Le elezioni legislative del 21-24 marzo 1993 riportano all’Assemblea nazionale una maggioranza di destra, e si rende così necessaria una nuova coabitazione. C., che ha fatto campagna per il ritiro del presidente, non vuole più tornare a Palais Matignon. Mitterrand, che deve scegliere un primo ministro nelle file del RPR, nomina Édouard Balladur, che non aveva chiesto le sue dimissioni e che – essendo stato segretario generale dell’Eliseo sotto Pompidou – rispetta la funzione presidenziale. Mitterrand desidera che mantenga le conquiste sociali e che dia attuazione al Trattato di Maastricht. Balladur si impegna a non competere con il presidente sulla scena internazionale, come invece aveva fatto C. Sceglie come ministro degli Affari esteri Alain Juppé, segretario generale del RPR, che ha votato “sì” al referendum per il Trattato di Maastricht. È una “coabitazione di valori” che C. critica, rincarando la dose per spingere alla crisi con il Presidente della Repubblica.

Alle presidenziali del 1995 C. si candida per la terza volta, pur non essendo favorito nei sondaggi che danno in testa il suo amico trentennale Édouard Balladur. A quest’ultimo tuttavia manca il contatto con la popolazione, mentre C. organizza, come di consueto, una campagna calorosa e bonaria centrata sul tema della “frattura sociale” che è necessario ricomporre e sul suo impegno nella lotta alla disoccupazione. Al primo turno, il 23 aprile, prevale il candidato socialista Lionel Jospin con il 23% dei voti, mentre la destra è divisa, ma C. con il 20,8% è in seconda posizione davanti a Balladur che ottiene il 18,6%. Quindi può affrontare il secondo turno. Balladur invita a votare C., che il 7 maggio è eletto Presidente della Repubblica con il 52,6% dei voti contro il 47,4% di Jospin.

Ormai Presidente, C. sceglie come suo primo ministro il fidato Juppé, che dà attuazione ad una politica di rigore per consentire alla Francia di entrare nella zona euro il 1° gennaio 1999. Ma questa politica provoca un’ondata di malcontento e di scioperi. La disoccupazione cresce, la maggioranza presidenziale è preoccupata. C. allora ritiene strategico arrivare alle elezioni legislative anticipate in modo da ricompattare il suo campo. Tuttavia i risultati delle elezioni (25 maggio-1° giugno) vedono la vittoria della sinistra, che ottiene 320 seggi all’Assemblea nazionale contro i 139 del RPR e i 109 dell’UDF. C. nomina primo ministro Jospin, trovandosi nuovamente costretto ad una coabitazione, questa volta come presidente. Deve consentire ai socialisti di governare, pur senza risparmiare le critiche alla loro politica interna. Ma in politica economica convince Jospin a corrispondere ai criteri di Maastricht per l’euro e ad accettare il patto di stabilità e di crescita al quale il primo ministro è ostile. Jospin lavora per rendere l’economia francese competitiva, pur mantenendo ferma la necessità di progresso sociale con le 35 ore lavorative.

::::::

◆ ISTRUZIONE SCRITTA A ◆
Secondo il brano, con quale percentuale di voti C. viene eletto Presidente della Repubblica il 7 maggio 1995?
◆ ISTRUZIONE SCRITTA B ◆
Ricopia dal brano, senza cambiare nulla, il tratto che va da "Alle presidenziali del" fino a "47,4% di Jospin.".

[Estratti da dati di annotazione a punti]

::::::

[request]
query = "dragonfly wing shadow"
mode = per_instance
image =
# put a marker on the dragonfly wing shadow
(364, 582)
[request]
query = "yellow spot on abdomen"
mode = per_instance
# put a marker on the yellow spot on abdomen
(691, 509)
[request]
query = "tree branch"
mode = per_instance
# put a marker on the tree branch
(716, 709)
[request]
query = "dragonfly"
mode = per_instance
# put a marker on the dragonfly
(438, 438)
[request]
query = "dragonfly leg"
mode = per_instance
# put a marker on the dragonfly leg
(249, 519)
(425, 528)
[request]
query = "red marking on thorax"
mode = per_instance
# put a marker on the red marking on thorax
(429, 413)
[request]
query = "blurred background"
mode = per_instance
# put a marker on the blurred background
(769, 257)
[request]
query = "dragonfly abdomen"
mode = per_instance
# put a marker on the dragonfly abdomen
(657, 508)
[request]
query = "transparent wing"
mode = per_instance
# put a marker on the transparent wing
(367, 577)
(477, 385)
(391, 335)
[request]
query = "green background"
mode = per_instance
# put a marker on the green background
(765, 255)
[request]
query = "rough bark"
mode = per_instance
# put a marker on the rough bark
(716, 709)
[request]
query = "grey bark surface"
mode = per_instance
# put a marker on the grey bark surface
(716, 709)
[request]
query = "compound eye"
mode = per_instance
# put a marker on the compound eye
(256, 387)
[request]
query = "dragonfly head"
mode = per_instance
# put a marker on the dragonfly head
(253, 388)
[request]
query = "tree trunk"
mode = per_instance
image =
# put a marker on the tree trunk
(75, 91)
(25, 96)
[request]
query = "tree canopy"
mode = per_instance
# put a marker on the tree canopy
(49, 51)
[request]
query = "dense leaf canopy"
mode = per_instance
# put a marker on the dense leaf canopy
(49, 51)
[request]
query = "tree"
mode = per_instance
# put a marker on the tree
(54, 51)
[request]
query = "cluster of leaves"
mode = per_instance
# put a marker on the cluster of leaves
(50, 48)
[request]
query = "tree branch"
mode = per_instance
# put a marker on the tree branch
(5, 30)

::::::

◆ SOLUZIONE A ◆
Con il 52,6% dei voti.

◆ SOLUZIONE B ◆
Alle presidenziali del 1995 C. si candida per la terza volta, pur non essendo favorito nei sondaggi che danno in testa il suo amico trentennale Édouard Balladur. A quest’ultimo tuttavia manca il contatto con la popolazione, mentre C. organizza, come di consueto, una campagna calorosa e bonaria centrata sul tema della “frattura sociale” che è necessario ricomporre e sul suo impegno nella lotta alla disoccupazione. Al primo turno, il 23 aprile, prevale il candidato socialista Lionel Jospin con il 23% dei voti, mentre la destra è divisa, ma C. con il 20,8% è in seconda posizione davanti a Balladur che ottiene il 18,6%. Quindi può affrontare il secondo turno. Balladur invita a votare C., che il 7 maggio è eletto Presidente della Repubblica con il 52,6% dei voti contro il 47,4% di Jospin.